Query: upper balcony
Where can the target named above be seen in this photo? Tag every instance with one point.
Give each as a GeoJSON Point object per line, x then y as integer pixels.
--
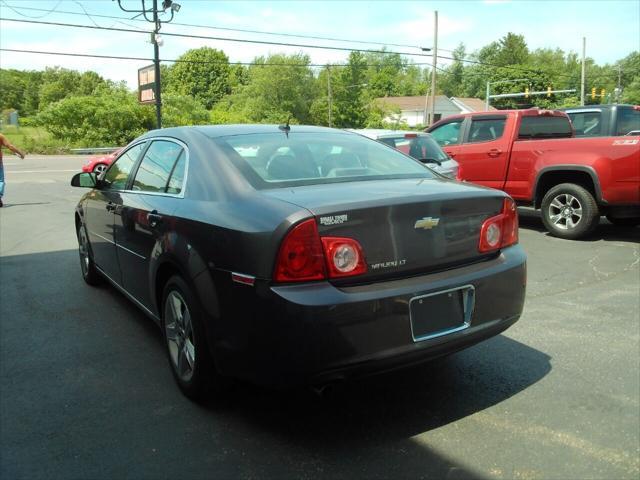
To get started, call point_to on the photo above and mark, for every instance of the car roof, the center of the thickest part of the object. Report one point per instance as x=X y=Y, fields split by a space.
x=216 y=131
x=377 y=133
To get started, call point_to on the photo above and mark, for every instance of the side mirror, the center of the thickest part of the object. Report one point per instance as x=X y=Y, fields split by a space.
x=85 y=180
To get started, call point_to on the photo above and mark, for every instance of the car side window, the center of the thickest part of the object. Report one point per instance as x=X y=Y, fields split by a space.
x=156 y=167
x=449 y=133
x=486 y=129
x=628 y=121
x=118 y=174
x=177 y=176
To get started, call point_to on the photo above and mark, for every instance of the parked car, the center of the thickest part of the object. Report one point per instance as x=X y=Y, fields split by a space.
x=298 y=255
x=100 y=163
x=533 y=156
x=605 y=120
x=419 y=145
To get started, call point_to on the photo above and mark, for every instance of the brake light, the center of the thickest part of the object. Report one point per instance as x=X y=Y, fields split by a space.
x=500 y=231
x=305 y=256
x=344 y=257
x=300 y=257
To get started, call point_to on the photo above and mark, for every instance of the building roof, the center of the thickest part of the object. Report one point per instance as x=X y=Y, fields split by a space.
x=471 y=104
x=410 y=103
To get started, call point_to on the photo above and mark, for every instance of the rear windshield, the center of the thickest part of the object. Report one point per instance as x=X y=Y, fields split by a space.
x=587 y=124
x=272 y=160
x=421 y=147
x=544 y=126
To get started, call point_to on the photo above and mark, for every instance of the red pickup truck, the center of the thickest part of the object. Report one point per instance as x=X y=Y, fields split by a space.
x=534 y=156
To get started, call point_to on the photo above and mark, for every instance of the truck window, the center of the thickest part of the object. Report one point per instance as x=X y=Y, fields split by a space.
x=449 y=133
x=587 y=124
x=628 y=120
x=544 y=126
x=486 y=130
...
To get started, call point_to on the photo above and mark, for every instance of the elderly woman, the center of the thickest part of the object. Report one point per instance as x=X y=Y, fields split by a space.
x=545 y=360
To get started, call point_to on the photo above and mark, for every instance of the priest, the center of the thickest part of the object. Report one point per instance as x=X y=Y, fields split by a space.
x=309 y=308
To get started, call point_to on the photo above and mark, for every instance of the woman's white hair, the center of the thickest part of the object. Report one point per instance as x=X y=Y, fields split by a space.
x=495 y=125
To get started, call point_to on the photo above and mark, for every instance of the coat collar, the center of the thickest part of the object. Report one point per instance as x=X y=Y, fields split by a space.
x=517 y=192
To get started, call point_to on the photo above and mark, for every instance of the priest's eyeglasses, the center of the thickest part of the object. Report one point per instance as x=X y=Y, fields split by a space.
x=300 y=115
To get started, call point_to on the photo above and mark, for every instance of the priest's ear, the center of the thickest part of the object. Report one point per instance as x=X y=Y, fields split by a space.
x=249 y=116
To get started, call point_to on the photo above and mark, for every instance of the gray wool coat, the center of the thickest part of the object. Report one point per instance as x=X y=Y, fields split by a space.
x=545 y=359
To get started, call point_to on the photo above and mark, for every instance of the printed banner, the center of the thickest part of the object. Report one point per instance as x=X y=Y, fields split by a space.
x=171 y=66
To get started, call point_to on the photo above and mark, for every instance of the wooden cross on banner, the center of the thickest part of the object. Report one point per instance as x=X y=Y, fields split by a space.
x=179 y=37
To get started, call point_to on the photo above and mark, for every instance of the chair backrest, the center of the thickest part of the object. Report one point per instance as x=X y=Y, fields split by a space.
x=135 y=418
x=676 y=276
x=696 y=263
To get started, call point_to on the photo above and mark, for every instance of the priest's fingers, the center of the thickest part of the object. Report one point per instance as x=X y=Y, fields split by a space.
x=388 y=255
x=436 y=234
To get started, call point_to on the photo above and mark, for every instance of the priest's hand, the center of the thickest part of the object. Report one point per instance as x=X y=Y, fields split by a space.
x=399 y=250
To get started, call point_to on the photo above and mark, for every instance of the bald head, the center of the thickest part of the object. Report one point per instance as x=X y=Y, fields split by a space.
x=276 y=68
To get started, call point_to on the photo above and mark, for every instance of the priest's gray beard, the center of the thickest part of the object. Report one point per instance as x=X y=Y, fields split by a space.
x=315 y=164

WRITTEN EXERCISE
Please list every line in the rows above that contains the word "gray".

TASK RESPONSE
To get started, call point_to on the photo above and mark, for every instance of the gray wool coat, the center of the thickest part of the object. Report one point per instance as x=X y=Y, fields split by a space.
To get started, call point_to on the photo above and mark, for every instance of the priest's gray beard, the center of the thickest part of the object. Report one point per instance as x=X y=Y, fields split by a space.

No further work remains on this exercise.